▶ PROVIDED RECORDS:
______________________________

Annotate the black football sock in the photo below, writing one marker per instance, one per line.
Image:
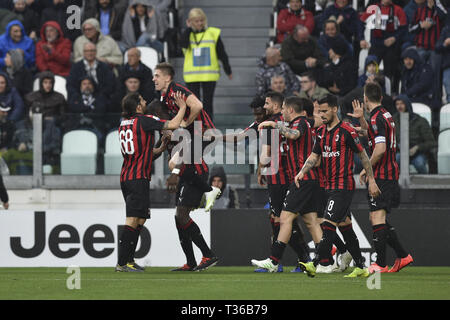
(297, 242)
(134, 243)
(197, 237)
(275, 229)
(392, 241)
(379, 242)
(277, 251)
(352, 244)
(186, 245)
(126, 244)
(340, 245)
(324, 248)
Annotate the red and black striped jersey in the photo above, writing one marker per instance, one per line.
(382, 130)
(168, 98)
(137, 138)
(320, 174)
(300, 149)
(336, 148)
(280, 173)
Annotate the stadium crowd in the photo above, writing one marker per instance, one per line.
(315, 51)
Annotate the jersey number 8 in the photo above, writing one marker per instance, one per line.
(126, 141)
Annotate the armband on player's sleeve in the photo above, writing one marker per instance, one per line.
(380, 139)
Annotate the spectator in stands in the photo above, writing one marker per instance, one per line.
(7, 129)
(421, 140)
(109, 13)
(140, 27)
(228, 198)
(342, 73)
(90, 66)
(290, 17)
(278, 84)
(301, 52)
(52, 105)
(271, 65)
(11, 98)
(143, 72)
(20, 76)
(15, 38)
(53, 51)
(310, 89)
(443, 48)
(331, 31)
(57, 11)
(417, 78)
(387, 38)
(46, 100)
(107, 49)
(347, 18)
(358, 94)
(203, 48)
(371, 69)
(29, 18)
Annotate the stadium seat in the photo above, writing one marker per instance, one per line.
(60, 85)
(79, 152)
(422, 110)
(362, 59)
(444, 117)
(444, 152)
(149, 57)
(113, 156)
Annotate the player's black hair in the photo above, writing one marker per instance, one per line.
(275, 97)
(308, 74)
(257, 102)
(129, 104)
(167, 68)
(373, 92)
(308, 106)
(330, 99)
(294, 102)
(157, 108)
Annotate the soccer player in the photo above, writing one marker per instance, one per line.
(277, 180)
(189, 179)
(336, 141)
(298, 200)
(381, 132)
(136, 133)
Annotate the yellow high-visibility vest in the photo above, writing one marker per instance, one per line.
(200, 59)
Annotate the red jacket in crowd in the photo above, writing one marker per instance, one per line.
(287, 20)
(57, 58)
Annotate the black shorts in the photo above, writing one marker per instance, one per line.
(389, 197)
(322, 199)
(190, 191)
(304, 199)
(136, 194)
(277, 193)
(338, 205)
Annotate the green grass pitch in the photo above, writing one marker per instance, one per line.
(220, 283)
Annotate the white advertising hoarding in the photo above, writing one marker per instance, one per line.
(88, 238)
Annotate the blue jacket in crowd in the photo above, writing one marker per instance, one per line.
(26, 44)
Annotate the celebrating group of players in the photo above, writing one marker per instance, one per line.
(310, 174)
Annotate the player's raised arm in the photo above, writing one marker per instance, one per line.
(176, 121)
(195, 106)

______________________________

▶ PROMPT: Rewrite all of the rows above with "Annotate" replaced by "Label" and everything else unchanged. Leave the pictures out of your answer.

▶ RESPONSE FOR THIS EXERCISE:
Label the black football sock in the photo below, writing one marker per instance, one per line.
Image:
(297, 242)
(134, 243)
(197, 237)
(275, 229)
(392, 241)
(379, 242)
(277, 251)
(352, 244)
(186, 245)
(126, 244)
(340, 245)
(324, 248)
Label the red and black striped jersey in the photo above, writing one marker per instance, one per line.
(382, 130)
(168, 98)
(137, 138)
(320, 174)
(300, 149)
(336, 148)
(280, 173)
Label the stadium crowd in the photo above, writing one marker per instance, one per line.
(315, 51)
Label the jersey number 8 in the photo above, writing one marker per instance, one per line.
(126, 141)
Label the armband on player's sleeve in the photo above, writing one marker per instance, one per line.
(380, 139)
Label the spectator in stands in the photo above, writing one marker per instance, one per line.
(7, 129)
(421, 140)
(109, 13)
(140, 27)
(228, 198)
(342, 73)
(90, 66)
(290, 17)
(278, 84)
(301, 52)
(52, 105)
(271, 65)
(11, 98)
(143, 72)
(20, 76)
(15, 38)
(53, 51)
(310, 89)
(443, 48)
(331, 31)
(57, 11)
(417, 78)
(387, 38)
(46, 100)
(107, 49)
(347, 18)
(358, 94)
(203, 48)
(371, 69)
(29, 18)
Label the stadium seat in the photo above, writing one marker per instance, one per line.
(60, 85)
(79, 152)
(422, 110)
(362, 59)
(444, 117)
(444, 152)
(149, 57)
(113, 156)
Label the player's black hair in the photo above, writing one marker per instance, one per line.
(275, 97)
(308, 74)
(257, 102)
(129, 104)
(167, 68)
(373, 92)
(308, 106)
(330, 99)
(294, 102)
(157, 108)
Label the soccer player in the photo above, writing one marker per instance, one per line.
(277, 180)
(189, 179)
(336, 141)
(298, 200)
(381, 132)
(136, 133)
Label the yellow high-visibility vest in the photo above, writing one marker per instance, one per line.
(200, 59)
Label the red jacket in crowd in the photo above, writing one marker per instance, one per line.
(287, 20)
(57, 58)
Label the black shorts in the photo above, writing one marker per instance, one per line.
(389, 197)
(322, 199)
(190, 191)
(304, 199)
(136, 194)
(277, 193)
(338, 205)
Label the green grass pitch in the photo above, writing one marker per instance, one per line.
(220, 283)
Label the white advertising hoarding in the photo above, writing one marker per instance, one per line.
(88, 238)
Label the blue jacket in crowd in the photo above, writing one marker per instance, one per line.
(26, 44)
Label the celebrating group of players in the photo above, writing one marker per instance, one per line.
(310, 174)
Label the player's raised arm in the photo above, writing one marker per instance, one per line.
(176, 121)
(195, 106)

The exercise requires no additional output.